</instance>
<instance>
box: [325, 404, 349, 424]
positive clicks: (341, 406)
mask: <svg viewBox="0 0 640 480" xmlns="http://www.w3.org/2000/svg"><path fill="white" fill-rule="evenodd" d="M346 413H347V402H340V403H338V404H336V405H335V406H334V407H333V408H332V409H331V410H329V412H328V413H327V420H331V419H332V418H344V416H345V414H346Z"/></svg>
============================================================
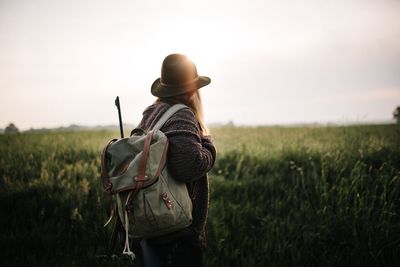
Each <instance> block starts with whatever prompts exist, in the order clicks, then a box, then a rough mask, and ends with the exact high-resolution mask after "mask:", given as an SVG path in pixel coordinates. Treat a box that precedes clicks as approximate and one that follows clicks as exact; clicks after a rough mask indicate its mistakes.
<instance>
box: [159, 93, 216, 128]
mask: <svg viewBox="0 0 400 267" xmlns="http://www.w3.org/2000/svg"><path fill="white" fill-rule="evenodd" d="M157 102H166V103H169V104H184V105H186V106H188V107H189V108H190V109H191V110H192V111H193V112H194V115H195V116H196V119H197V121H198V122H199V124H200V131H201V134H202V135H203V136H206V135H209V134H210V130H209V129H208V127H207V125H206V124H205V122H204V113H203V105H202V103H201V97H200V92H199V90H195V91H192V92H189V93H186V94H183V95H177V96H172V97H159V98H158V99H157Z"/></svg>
============================================================
What you have to do: Each line in the data that holds the word "instance" must be copied.

Solution to the problem:
</instance>
<instance>
Each <instance> block starts with whatever prompts exist, in the order clicks, then a box, then a rough mask, and ends with the exact high-resolution mask after "mask:", given as an SVG path in pixel coordinates. Treat a box that precedes clicks as approximate and one that follows clicks as exact; clicks after a rough mask indicate its mistakes.
<instance>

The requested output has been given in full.